### [SUPPLIED INFORMATION]

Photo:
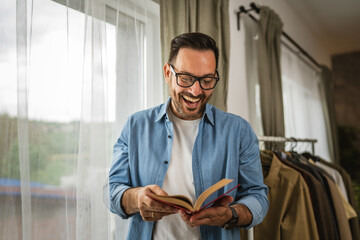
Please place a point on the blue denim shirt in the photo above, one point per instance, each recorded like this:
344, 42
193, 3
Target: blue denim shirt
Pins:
225, 147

### [PROBLEM TO SOLVE]
Output the full listing verbatim; pictures stay out.

### [EXERCISE RESPONSE]
Photo:
Please place a point on the blue denim shirt in the photo above, one point per instance, each recorded like this:
344, 42
193, 3
Target: blue denim shirt
Pins:
225, 147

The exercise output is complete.